ABOUT THIS EXERCISE:
Word for word, write out the entries that follow, omitting all pictures.

[SOURCE MATERIAL — start]

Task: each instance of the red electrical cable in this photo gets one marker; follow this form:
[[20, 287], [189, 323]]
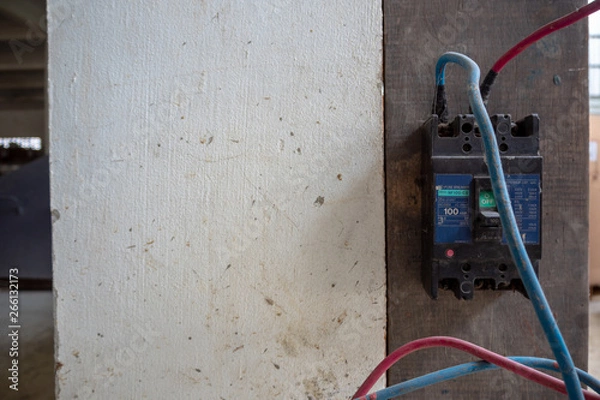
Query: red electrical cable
[[477, 351], [544, 31]]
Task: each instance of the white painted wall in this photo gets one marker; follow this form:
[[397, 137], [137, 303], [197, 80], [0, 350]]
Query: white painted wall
[[218, 172]]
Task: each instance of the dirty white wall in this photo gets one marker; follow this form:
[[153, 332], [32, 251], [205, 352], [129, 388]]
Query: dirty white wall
[[217, 190]]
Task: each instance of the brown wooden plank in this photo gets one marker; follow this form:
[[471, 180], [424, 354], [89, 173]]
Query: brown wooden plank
[[550, 79]]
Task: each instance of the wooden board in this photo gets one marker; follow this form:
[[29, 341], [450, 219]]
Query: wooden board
[[550, 79]]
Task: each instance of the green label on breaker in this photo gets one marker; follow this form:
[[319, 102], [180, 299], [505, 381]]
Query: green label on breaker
[[453, 193], [486, 199]]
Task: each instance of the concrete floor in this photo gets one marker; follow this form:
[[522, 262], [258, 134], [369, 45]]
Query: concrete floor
[[36, 380], [36, 346]]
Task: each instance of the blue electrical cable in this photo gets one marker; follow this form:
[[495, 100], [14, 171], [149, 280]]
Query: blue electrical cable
[[509, 222], [471, 368]]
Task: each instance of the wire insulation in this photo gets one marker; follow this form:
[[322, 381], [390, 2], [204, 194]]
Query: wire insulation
[[471, 368], [544, 31], [509, 223], [459, 344], [540, 33], [513, 238]]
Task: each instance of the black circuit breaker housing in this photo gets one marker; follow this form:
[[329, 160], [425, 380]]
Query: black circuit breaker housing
[[464, 248]]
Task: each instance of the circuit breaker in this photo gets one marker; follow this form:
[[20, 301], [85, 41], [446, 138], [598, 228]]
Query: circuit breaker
[[464, 246]]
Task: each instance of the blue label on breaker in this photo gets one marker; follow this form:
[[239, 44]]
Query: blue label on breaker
[[452, 205], [524, 192]]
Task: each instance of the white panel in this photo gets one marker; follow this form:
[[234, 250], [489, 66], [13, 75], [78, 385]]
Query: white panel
[[218, 172]]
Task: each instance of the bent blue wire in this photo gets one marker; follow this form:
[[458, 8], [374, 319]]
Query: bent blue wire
[[471, 368], [509, 222]]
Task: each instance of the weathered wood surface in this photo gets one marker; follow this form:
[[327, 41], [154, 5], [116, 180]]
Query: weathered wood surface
[[550, 79]]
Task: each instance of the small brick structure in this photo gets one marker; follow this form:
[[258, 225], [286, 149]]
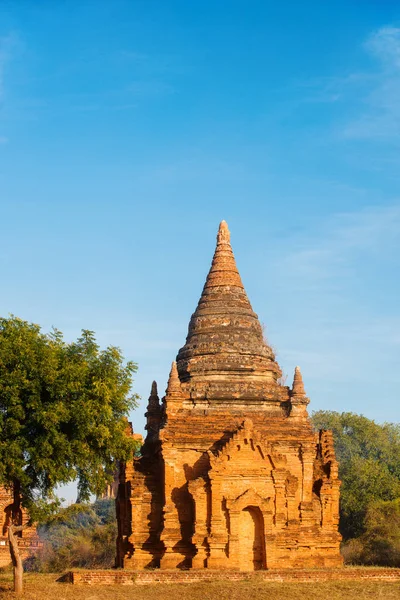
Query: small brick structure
[[232, 474], [27, 539], [157, 576]]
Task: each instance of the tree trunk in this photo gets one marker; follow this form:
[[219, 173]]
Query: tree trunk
[[14, 521], [16, 557]]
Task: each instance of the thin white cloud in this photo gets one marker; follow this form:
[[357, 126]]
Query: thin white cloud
[[7, 46], [331, 282], [380, 106], [338, 243]]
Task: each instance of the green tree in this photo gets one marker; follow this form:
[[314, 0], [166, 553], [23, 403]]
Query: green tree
[[63, 410], [369, 464]]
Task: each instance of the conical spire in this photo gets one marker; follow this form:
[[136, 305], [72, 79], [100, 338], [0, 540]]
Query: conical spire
[[153, 413], [225, 338], [174, 385], [223, 269], [154, 400], [298, 386]]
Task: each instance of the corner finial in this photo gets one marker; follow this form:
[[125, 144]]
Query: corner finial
[[224, 235], [298, 385], [174, 384]]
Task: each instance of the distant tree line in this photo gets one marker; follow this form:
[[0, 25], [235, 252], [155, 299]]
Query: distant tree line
[[369, 468]]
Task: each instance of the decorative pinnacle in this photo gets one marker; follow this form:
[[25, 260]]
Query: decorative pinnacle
[[298, 385], [224, 234], [174, 384], [154, 401]]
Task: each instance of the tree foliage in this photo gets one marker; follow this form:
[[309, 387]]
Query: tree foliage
[[380, 542], [63, 410], [82, 535], [369, 465]]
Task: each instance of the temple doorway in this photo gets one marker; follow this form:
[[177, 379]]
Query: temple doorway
[[251, 539]]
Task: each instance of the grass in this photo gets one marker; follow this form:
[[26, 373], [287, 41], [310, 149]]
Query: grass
[[45, 587]]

[SOURCE MATERIAL — finish]

RESPONSE:
Task: each instance of the red electrical cable in this photo gets one marker; follow this form:
[[20, 287], [189, 323]]
Query: red electrical cable
[[477, 351], [544, 31]]
Task: each instance of the white painted wall in this photo gets one marker; follow this form:
[[397, 137], [137, 303], [197, 80], [0, 350]]
Query: white painted wall
[[218, 172]]
Task: each instance of the dirty white wall in this photo gets one marker; follow this form:
[[153, 332], [32, 251], [205, 352], [129, 388]]
Query: dirty white wall
[[217, 190]]
Task: each instance of the brown wooden plank in this photo gets one marker; follow this form:
[[471, 180], [424, 354], [89, 173]]
Query: brown wooden plank
[[550, 79]]
Task: each instance of the wooden board in this photo gets one marker; follow this form:
[[29, 341], [450, 219]]
Query: wooden board
[[550, 79]]
Task: each instance of the green label on breaker in this photo gets one marker; follow this form:
[[319, 102], [180, 299], [505, 381]]
Query: green label on breaker
[[453, 193], [486, 199]]
Task: each instance of the concrete floor in this photo gets one marker; follow this form:
[[522, 262], [258, 134], [369, 45]]
Query: concrete floor
[[36, 380], [36, 346]]
Task: each instance of the blue electrical cable in this photo gets one marker; follow this form:
[[495, 100], [14, 171], [149, 280]]
Query: blue electrical cable
[[509, 222], [471, 368]]
Task: each instance of the wire insulation in this photo gets one marker; follow this form:
[[322, 381], [390, 2], [204, 194]]
Query: wire insulation
[[471, 368], [544, 31], [509, 223], [459, 344], [540, 33], [513, 238]]
Task: each instance of the black circuit breaker housing in this photo gets one marker; follow this form:
[[329, 160], [425, 380]]
Query: black circuit breaker housing
[[464, 248]]
Task: each instance of the circuit breaker in this photo gets one marker; follow this form:
[[20, 301], [85, 41], [446, 138], [598, 228]]
Query: circuit breaker
[[464, 246]]
Task: each instance of the blue label on breaker in this photo gets one marker; follow this form:
[[239, 44]]
Query: blue label on breaker
[[452, 205], [524, 192]]
Task: each instance of the white panel in this photo gets one marker; follow this form:
[[234, 250], [489, 66], [13, 75], [78, 385]]
Query: white panel
[[218, 172]]
Task: each instance of the bent blue wire in this photo gets one marker; follow this form:
[[458, 8], [374, 319]]
Query: bent blue wire
[[471, 368], [509, 222]]
Task: each instance of the weathered wood surface in this photo gets one marker; follow this form:
[[327, 41], [154, 5], [116, 180]]
Query: weathered wood surface
[[550, 79]]
Task: each instance of the small brick structure in this photo gets one marker; follow this form:
[[258, 225], [286, 149]]
Query: small brick structure
[[232, 474], [27, 539], [157, 576]]
Task: each instance of the tree trunk in this photo gets one marker; follow this form:
[[219, 173]]
Query: tree trunk
[[14, 521], [16, 557]]
Task: each instance of the thin white cloud in this photo gets one marker; follow this form:
[[357, 126]]
Query: thin white cloud
[[7, 46], [331, 282], [380, 106], [338, 243]]
Task: each instance of the green tree in this photo gets one marker; follow this form:
[[314, 0], [166, 553], [23, 403]]
Query: green tree
[[63, 410], [369, 464]]
Task: each instance of the conical spire in this photo gets one marker; follow this form:
[[136, 305], [72, 79], [100, 338], [0, 540]]
Query: conical spire
[[153, 413], [225, 338], [174, 385], [223, 269], [154, 400], [298, 386]]
Task: each instance of the corner finial in this photo gets one marker; follow this form:
[[125, 144]]
Query: corner finial
[[224, 235], [298, 385], [174, 384]]
Task: each instance of the distant tree line in this photo gets one marker; follow this form:
[[0, 25], [235, 252], [155, 299]]
Query: distant tree line
[[369, 468]]
Task: each instance of the decorative pinnacle in this photo gets one marker; follow this form:
[[25, 260]]
Query: decorative pinnacle
[[298, 385], [224, 234], [174, 384], [154, 401]]
Task: each instance of the tree foliage in this photo gets one marker; follow this form:
[[309, 387]]
Query: tree foliage
[[380, 542], [63, 410], [82, 535], [369, 465]]
Task: each instance of the temple doorway in this photo gets one marker; follow this form:
[[177, 379]]
Query: temple doorway
[[251, 539]]
Task: each instance of the grass in this photo gets one marker; follow this form:
[[26, 373], [287, 41], [310, 149]]
Query: grass
[[45, 587]]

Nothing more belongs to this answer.